• **WHAT TO PRODUCE**
Copy every line from the data below in which the string "point" can be found.

Records from a dataset
*-*-*
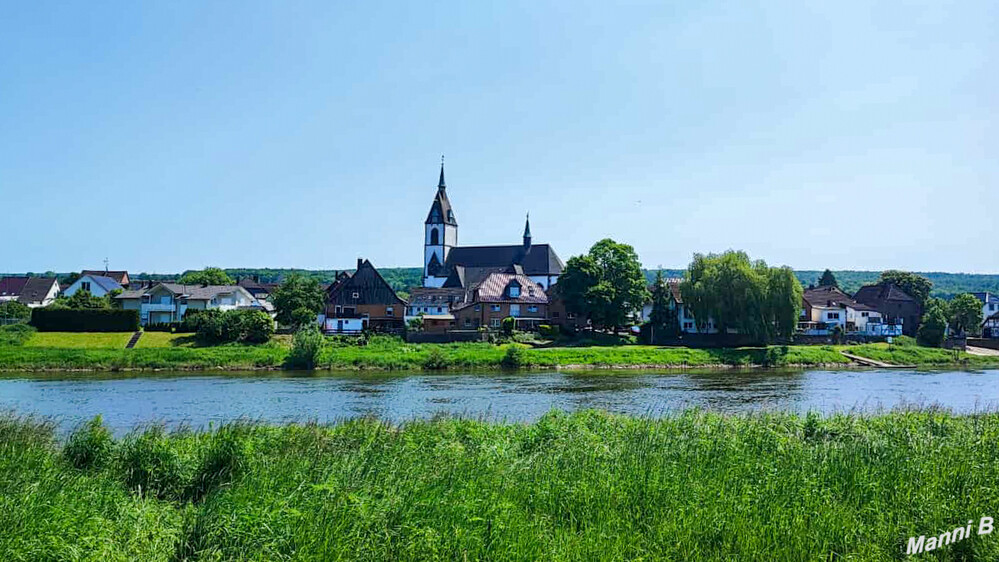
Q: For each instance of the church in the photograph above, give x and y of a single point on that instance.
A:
(448, 265)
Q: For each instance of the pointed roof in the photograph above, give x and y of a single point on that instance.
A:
(440, 209)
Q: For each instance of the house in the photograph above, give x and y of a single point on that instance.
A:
(433, 301)
(501, 295)
(990, 303)
(11, 287)
(990, 327)
(39, 291)
(362, 300)
(895, 305)
(824, 308)
(120, 277)
(96, 285)
(446, 264)
(169, 302)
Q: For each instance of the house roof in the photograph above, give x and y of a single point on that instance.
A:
(12, 286)
(367, 283)
(118, 276)
(493, 289)
(36, 289)
(192, 292)
(106, 283)
(882, 292)
(537, 259)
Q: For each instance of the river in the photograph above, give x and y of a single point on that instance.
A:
(126, 401)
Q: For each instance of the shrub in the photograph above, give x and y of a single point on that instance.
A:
(90, 445)
(513, 358)
(150, 465)
(305, 349)
(435, 360)
(15, 334)
(84, 320)
(549, 332)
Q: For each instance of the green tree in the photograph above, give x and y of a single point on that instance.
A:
(916, 286)
(663, 322)
(207, 276)
(966, 314)
(14, 310)
(744, 295)
(298, 292)
(606, 285)
(828, 279)
(933, 329)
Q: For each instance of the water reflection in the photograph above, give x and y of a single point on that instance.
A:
(197, 400)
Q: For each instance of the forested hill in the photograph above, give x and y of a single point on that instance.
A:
(945, 285)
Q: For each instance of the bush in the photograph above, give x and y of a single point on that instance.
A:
(435, 360)
(513, 358)
(90, 445)
(84, 320)
(15, 334)
(305, 349)
(150, 465)
(549, 332)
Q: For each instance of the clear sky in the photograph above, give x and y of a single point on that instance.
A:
(174, 135)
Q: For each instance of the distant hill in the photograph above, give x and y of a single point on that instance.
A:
(945, 285)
*-*-*
• **PROBLEM SOLUTION**
Q: For each instance of the church in the photograph above, give x and y of a single point on that instance.
Q: For each instance of the pointed roof in the photograph above, give x and y of a single point on that instance.
Q: For each instance of the house in the photograph above, give x and y of a single point on that instance.
Q: For each instance of the house roof in the photograph above, give x and y of a single point on that instance.
Q: For each instance of the river in the photograph above, give x and y of a single point on that instance.
Q: For each instance of the shrub in the photograph above, give x and y of a single point on that instance.
Q: For each instance of the green tree in the photograph above, give x and y of a single point on that instance.
Q: For each instance of the water reflection in the photograph above, give x and y of a single point on that instance.
Q: For each instance of the forested hill in the photograph above, give x and y of a single point on that instance.
Q: For each instance of the bush in the photograph above, give x and y of a single point on that instance.
Q: For each instance of the clear sky in the photograph above, give x and y of a single point on that instance.
Q: For each instance of the distant hill in the photograph above, give x and y of a single point on that instance.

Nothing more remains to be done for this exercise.